Set task: Reproduce the passage of the press kit text that opens with the words containing "Robin Johnson as Nicky Marotta atop" and closes with "from Allan Moyle.".

Tim Curry as Johnny LaGuardia on the roof outside the WJAD studio, in the UK press kit photograph numbered 5.  This photo was taken a second before or after the photo numbered TS-79-28/8 in the US press kit.  The text from the press kit's photo captions page:  5. TIM CURRY stars as an all-night disc jockey, who, perched in his studio high above Times Square follows and encourages the progress of the runaway girls, who thanks to his efforts become minor media celebrities.

5. TIM CURRY stars as an all-night disc jockey, who, perched in his studio high above Times Square follows and encourages the progress of the runaway girls, who thanks to his efforts become minor media celebrities.

 

 

UK Press Kit photo #5 is another headshot of Tim Curry, this time as Johnny appears at the end of the film as he’s watching the concert though his telescope on the deck outside WJAD. The most interesting thing about this photo is, at first glance it looks like TS-79-28/8 from the US press kit, but it isn’t. It’s not just cropped differently; Tim’s head is tilted up slightly and he hasn’t got the beginnings of a smile he sports in the US photo. It’s a different photo, taken just before or just after.

Photos 6, 7, and 8 are pictures of Robin. Unfortunately I don’t have Photo 6, and none of the photos without the little number are of Robin alone.

Robin Johnson as Nicky Marotta atop the Times Square Theater marquee, in the UK press kit photograph numbered 7. The text from the press kit's photo captions page: 6/7/8. 15-year-old screen newcomer ROBIN JOHNSON stars as Nicky Marotta, a street-wise young runaway who, thanks to a radio DJ's patronage, is able to fulfil her fantasies of becoming a star of the "new wave".

6/7/8. 15-year-old screen newcomer ROBIN JOHNSON stars as Nicky Marotta, a street-wise young runaway who, thanks to a radio DJ’s patronage, is able to fulfil her fantasies of becoming a star of the “new wave”.


In Photo 7, Nicky kneels at the edge of the Times Square Theater marquee, deciding if she wants to perform or not. She never looks up in the film like she’s doing here, though, not without turning to look at Pammy or the Blondells. Perhaps she’s waiting here for a cue from Allan Moyle.
Robin Johnson as Nicky Marotta in the Cleo Club, in the UK press kit photograph numbered 8. The text from the press kit's photo captions page: 6/7/8. 15-year-old screen newcomer ROBIN JOHNSON stars as Nicky Marotta, a street-wise young runaway who, thanks to a radio DJ's patronage, is able to fulfil her fantasies of becoming a star of the "new wave".

6/7/8. 15-year-old screen newcomer ROBIN JOHNSON stars as Nicky Marotta, a street-wise young runaway who, thanks to a radio DJ’s patronage, is able to fulfil her fantasies of becoming a star of the “new wave”.

 

Photo 8 has Nicky scoping out the Cleo Club for Pammy, before revealing her attempt at poetry to her. This one is really close to the shot as it appears in the film, but it isn’t. The POV is slightly to the left of the movie camera, and although Robin is doing the same nervous finger-pulling, her hands are never in that exact position. This is the same almost-but-not-quite situation we saw with the shots of Trini from the later scene in the club where Mr. Pearl confronts Pammy.

I don’t have any photos numbered 9 or 10, and the caption sheet has no entries for them.

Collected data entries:
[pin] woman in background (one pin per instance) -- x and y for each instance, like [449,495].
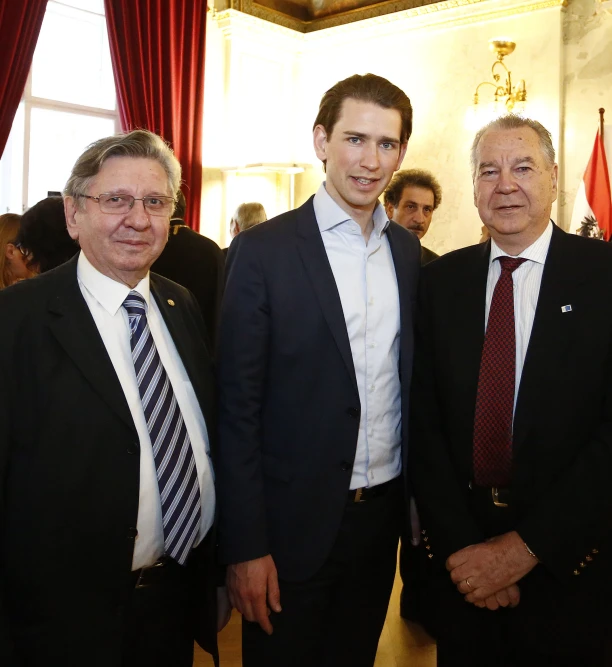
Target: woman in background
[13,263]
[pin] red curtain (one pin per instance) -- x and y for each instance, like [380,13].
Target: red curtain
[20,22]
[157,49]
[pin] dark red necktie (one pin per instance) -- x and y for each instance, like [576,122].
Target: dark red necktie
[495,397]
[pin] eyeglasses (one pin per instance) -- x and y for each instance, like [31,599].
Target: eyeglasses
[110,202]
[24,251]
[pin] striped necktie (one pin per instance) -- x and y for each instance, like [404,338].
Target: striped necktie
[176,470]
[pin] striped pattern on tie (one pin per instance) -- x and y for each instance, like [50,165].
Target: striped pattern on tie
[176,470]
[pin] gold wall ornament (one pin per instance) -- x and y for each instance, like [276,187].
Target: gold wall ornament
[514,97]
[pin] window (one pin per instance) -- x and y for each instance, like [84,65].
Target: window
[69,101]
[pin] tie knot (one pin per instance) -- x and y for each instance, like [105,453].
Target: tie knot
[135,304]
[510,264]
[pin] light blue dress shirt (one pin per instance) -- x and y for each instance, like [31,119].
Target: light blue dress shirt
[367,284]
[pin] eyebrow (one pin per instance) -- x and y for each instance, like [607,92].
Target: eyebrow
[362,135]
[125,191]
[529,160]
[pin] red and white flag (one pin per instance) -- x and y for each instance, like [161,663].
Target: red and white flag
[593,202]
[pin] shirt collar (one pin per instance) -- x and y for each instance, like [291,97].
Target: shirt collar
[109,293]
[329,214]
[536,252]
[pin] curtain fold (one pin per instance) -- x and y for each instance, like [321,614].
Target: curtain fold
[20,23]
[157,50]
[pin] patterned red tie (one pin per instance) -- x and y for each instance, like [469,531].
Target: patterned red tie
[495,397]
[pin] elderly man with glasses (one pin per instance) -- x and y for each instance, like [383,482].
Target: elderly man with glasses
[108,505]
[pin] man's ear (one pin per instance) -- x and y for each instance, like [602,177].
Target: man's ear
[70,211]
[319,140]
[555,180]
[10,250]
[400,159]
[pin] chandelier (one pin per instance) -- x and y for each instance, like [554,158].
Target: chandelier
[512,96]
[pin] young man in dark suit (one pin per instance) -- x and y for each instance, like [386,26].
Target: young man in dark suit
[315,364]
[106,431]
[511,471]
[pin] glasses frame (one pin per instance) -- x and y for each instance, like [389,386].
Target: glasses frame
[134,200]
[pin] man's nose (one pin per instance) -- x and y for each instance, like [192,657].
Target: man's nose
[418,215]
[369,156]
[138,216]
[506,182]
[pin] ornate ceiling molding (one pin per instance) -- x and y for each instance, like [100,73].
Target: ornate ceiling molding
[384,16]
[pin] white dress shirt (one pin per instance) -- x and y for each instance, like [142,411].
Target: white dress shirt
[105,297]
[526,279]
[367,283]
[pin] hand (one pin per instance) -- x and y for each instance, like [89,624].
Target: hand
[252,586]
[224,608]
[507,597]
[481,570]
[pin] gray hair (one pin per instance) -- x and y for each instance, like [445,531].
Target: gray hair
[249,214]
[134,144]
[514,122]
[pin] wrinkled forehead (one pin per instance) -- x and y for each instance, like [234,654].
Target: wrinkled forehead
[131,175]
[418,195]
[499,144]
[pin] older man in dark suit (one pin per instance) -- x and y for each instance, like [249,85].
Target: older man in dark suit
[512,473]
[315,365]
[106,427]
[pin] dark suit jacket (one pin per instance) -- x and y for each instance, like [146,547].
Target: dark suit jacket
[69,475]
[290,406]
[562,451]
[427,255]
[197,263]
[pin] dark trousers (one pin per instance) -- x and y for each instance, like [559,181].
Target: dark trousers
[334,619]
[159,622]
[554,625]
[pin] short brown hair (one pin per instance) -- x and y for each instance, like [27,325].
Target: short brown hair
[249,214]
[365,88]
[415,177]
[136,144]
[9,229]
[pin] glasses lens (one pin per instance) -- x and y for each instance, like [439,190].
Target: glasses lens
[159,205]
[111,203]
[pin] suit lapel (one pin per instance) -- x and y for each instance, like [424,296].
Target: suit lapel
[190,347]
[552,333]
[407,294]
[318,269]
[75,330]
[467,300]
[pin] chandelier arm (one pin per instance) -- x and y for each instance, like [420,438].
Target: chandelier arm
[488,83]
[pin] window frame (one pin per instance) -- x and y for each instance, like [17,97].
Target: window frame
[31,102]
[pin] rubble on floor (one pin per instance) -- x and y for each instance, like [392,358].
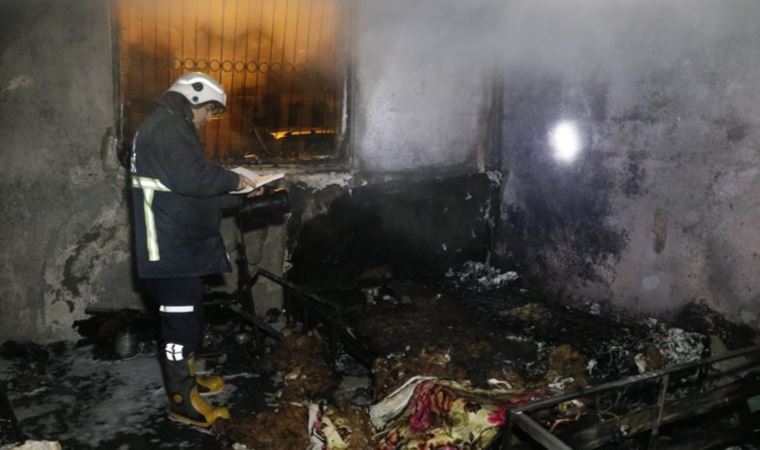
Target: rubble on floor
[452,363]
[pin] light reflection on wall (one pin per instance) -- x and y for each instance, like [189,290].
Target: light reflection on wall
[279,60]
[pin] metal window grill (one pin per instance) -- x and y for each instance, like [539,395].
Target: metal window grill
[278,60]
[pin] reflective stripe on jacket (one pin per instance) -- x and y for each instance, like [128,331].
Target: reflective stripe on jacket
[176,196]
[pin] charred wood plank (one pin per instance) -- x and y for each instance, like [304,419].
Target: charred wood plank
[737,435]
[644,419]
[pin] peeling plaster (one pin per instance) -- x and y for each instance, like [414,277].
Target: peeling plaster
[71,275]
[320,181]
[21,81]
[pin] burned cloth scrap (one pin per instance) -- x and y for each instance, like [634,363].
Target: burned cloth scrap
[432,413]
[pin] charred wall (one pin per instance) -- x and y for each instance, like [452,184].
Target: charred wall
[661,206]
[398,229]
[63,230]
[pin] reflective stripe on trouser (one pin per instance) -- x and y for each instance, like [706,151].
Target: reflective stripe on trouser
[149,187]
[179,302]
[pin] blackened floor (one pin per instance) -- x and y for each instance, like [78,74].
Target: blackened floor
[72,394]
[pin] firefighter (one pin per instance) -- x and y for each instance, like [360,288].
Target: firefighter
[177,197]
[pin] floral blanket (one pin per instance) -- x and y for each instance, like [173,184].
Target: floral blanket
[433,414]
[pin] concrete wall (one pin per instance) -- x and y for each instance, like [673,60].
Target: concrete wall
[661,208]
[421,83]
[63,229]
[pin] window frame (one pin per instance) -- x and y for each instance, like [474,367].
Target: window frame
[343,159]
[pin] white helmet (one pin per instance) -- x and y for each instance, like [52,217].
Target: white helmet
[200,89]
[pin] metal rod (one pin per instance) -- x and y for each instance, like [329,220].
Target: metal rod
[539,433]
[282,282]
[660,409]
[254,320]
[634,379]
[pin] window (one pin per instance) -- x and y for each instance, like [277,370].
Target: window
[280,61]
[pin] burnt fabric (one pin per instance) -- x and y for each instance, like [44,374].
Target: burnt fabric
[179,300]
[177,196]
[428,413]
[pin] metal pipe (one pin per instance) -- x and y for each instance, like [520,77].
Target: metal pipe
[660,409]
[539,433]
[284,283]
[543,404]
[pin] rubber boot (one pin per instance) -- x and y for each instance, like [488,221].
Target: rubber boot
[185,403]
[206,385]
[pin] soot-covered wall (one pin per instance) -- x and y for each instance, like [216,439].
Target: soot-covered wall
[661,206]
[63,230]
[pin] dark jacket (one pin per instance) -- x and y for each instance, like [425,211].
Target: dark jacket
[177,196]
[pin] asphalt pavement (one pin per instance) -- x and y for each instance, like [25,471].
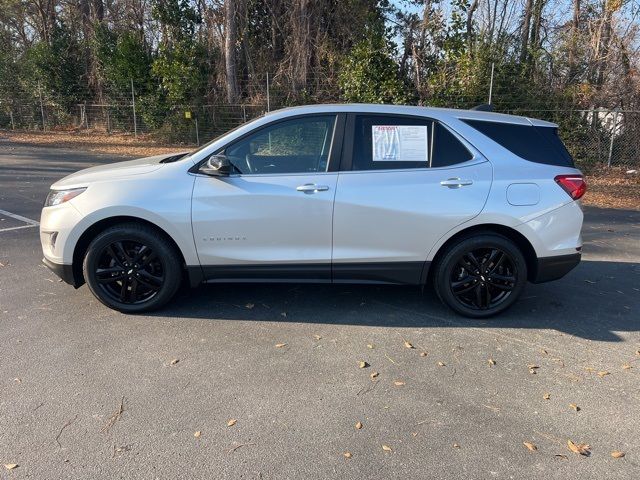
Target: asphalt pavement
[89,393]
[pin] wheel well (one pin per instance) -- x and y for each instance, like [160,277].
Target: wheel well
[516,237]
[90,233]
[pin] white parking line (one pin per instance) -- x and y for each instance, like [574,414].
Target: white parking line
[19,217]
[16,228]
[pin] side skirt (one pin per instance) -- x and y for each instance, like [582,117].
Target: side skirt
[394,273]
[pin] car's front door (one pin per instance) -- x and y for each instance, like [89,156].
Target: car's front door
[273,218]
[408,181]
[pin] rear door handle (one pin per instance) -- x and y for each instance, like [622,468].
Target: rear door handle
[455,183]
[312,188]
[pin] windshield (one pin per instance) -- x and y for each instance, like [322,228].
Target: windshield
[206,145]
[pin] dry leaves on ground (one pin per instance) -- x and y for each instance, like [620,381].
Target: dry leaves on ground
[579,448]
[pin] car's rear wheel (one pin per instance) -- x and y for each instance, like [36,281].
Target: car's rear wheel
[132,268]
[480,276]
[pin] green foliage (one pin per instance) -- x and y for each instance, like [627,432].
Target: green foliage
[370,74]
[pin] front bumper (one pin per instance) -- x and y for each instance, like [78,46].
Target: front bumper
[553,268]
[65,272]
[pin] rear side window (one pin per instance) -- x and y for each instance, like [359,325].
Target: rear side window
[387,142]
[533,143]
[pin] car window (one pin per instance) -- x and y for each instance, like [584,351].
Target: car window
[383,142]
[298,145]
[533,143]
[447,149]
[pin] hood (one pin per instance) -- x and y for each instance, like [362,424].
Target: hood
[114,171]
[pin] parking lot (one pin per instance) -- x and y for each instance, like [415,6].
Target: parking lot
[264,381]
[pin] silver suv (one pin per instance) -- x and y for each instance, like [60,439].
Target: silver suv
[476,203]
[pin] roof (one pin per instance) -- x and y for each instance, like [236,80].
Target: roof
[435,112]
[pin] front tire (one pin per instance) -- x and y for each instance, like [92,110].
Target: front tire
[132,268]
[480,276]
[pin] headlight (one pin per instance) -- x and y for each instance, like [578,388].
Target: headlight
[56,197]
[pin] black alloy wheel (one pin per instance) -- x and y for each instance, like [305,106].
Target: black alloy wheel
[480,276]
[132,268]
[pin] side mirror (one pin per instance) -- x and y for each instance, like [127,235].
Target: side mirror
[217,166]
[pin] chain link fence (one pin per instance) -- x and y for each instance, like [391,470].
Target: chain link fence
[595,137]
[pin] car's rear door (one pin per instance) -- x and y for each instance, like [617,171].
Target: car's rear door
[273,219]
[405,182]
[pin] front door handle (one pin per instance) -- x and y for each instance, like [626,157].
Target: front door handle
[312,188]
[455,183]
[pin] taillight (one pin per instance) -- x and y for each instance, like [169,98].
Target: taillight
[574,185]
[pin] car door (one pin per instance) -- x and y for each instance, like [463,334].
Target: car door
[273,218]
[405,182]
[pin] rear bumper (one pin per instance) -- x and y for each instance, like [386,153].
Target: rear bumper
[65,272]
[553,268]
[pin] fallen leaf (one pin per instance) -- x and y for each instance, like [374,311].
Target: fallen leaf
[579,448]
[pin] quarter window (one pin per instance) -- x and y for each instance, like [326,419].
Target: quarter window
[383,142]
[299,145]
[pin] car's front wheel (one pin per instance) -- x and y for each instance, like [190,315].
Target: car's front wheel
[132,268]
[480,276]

Answer to the problem:
Robin Johnson as Nicky Marotta atop the Times Square Theater marquee, in the UK press kit photograph numbered 7. The text from the press kit's photo captions page: 6/7/8. 15-year-old screen newcomer ROBIN JOHNSON stars as Nicky Marotta, a street-wise young runaway who, thanks to a radio DJ's patronage, is able to fulfil her fantasies of becoming a star of the "new wave".

6/7/8. 15-year-old screen newcomer ROBIN JOHNSON stars as Nicky Marotta, a street-wise young runaway who, thanks to a radio DJ’s patronage, is able to fulfil her fantasies of becoming a star of the “new wave”.


In Photo 7, Nicky kneels at the edge of the Times Square Theater marquee, deciding if she wants to perform or not. She never looks up in the film like she’s doing here, though, not without turning to look at Pammy or the Blondells. Perhaps she’s waiting here for a cue from Allan Moyle.